> Textauszug

Europa und Türkei: ein Tisch­gespräch zwischen den Stühlen

Fulya Kocukoglu und Mani Pournaghi Azarin einer Meyhane, einer typischen Taverne in Istanbul
Europa und Türkei: ein Tisch­gespräch zwischen den Stühlen
Autorin: Marion Sendker Fotos: Elif Savari Kızıl 30.01.2024

Zu Tisch in Istanbul: Lassen sich die deutsch-türkischen Beziehungen über ein paar Mezze verbessern? Mani Pournaghi Azar und Fulya Kocukoğlu versuchen es und diskutieren, was es für einen stärkeren kulturellen Austausch zwischen Europa und der Türkei braucht.

Es ist ein kühler, grauer Mittag im Januar. Die Sonne versteckt sich hinter dicken Wolken. Mani Pournaghi Azar und Fulya Kocukoğlu sitzen auf einer der unzähligen Dach­terrassen Istanbuls. Sie gehört zu einer Meyhane, einer traditionellen Taverne im Stadtteil Beyoğlu auf der europäischen Seite der Metropole. Mani Pournaghi Azar und Fulya Kocukoğlu haben sich vor etwa zwei Jahren als Stipendiat*innen des Zukunfts­forums Türkei Europa kennen­gelernt. Er ist Deutscher, sie Türkin. Beide leben in Istanbul. Gelegentlich treffen sich Alumni wie sie in Istanbul zum Essen. Mani Pournaghi Azar leitet das Goethe-Institut in Istanbul. Fulya Kocukoğlu ist Programm­direktorin beim gemein­nützigen Global Relations Forum (GRF) und koordiniert dort unter anderem inter­nationale Diplomatie-Seminare. Beide wollen mit ihrer Arbeit das Verhältnis zwischen der Europäischen Union (EU) und der Türkei verbessern.

Es ist ein typisches Tischgespräch in einer Meyhane. Vor allem in den 1980er- und 1990er- Jahren waren diese Tavernen beliebte Treffpunkte für Intellektuelle. Bei Mezze, Fisch, zahl­reichen Gläsern Raki und vielen Zigaretten konnten sie stunden­lang über den Zustand und die Zukunft ihres Landes philosophieren. Am Ende soll es dann oft und mit Augen­zwinkern geheißen haben: „Jetzt haben wir mal wieder die Türkei gerettet!“ Der Satz ist noch immer landesweit als Rede­wendung für gute Gespräche bekannt.

Zu Tisch in einer typischen Taverne in Istanbul.
Zu Tisch in einer typischen Taverne in Istanbul. © Elif Savari Kızıl
Die beiden Kulturschaffenden mit der Autorin bei der Bestellung des Essens. Die Autorin Marion Sendker war 2019 Teil des Zukunftsforums Türkei Europa.
Die beiden Kulturschaffenden mit der Autorin bei der Bestellung des Essens. Die Autorin Marion Sendker war 2019 Teil des Zukunftsforums Türkei Europa. © Elif Savari Kızıl
Besonders in den 1980er Jahren waren Tavernen beliebte Treffpunkte für Intellektuelle. Bei Mezze, Fisch und Raki wurde über die Politik des Landes philosophiert.

> Aufgabenliste
1. Erkläre nach dem Artikel, woher sich Mani Pournaghi Azar und Fulya Kocukoğlu kennen und weshalb sie in Istanbul gemeinsam essen.
2. Welche Einrichtung leitet Mani Pournaghi Azar laut dem Artikel?
3. Gib aus dem Artikel alles von "Zu Tisch in einer typischen Taverne in Istanbul. © Elif" bis hinunter zu "des Landes philosophiert." wieder und benenne dabei "Tavernen" in "Meyhanes" um.

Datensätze
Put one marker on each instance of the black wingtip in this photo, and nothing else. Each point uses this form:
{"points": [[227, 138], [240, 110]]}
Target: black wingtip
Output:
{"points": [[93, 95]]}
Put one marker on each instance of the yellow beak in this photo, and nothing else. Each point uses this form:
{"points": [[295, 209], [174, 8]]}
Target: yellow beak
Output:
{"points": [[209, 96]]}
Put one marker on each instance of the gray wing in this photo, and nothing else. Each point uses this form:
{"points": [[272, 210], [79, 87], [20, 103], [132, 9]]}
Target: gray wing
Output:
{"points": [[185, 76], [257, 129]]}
--
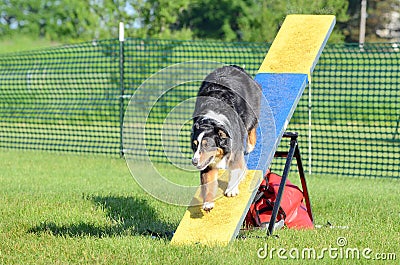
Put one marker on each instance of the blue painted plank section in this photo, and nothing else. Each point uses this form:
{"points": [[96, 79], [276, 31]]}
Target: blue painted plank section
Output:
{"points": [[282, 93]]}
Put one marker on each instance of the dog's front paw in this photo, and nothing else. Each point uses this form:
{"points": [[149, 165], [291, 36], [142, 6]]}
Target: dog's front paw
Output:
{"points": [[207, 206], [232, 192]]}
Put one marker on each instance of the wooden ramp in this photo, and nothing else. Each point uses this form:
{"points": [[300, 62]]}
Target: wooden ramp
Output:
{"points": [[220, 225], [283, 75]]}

> Ergebnisse je Aufgabe
1. Die beiden haben sich vor etwa zwei Jahren als Stipendiat*innen des Zukunftsforums Türkei Europa kennengelernt. Beide leben in Istanbul, wo sich Alumni wie sie gelegentlich zum Essen treffen.

2. Er leitet das Goethe-Institut in Istanbul.

3.
Zu Tisch in einer typischen Taverne in Istanbul. © Elif Savari Kızıl
Die beiden Kulturschaffenden mit der Autorin bei der Bestellung des Essens. Die Autorin Marion Sendker war 2019 Teil des Zukunftsforums Türkei Europa.
Die beiden Kulturschaffenden mit der Autorin bei der Bestellung des Essens. Die Autorin Marion Sendker war 2019 Teil des Zukunftsforums Türkei Europa. © Elif Savari Kızıl
Besonders in den 1980er Jahren waren Meyhanes beliebte Treffpunkte für Intellektuelle. Bei Mezze, Fisch und Raki wurde über die Politik des Landes philosophiert.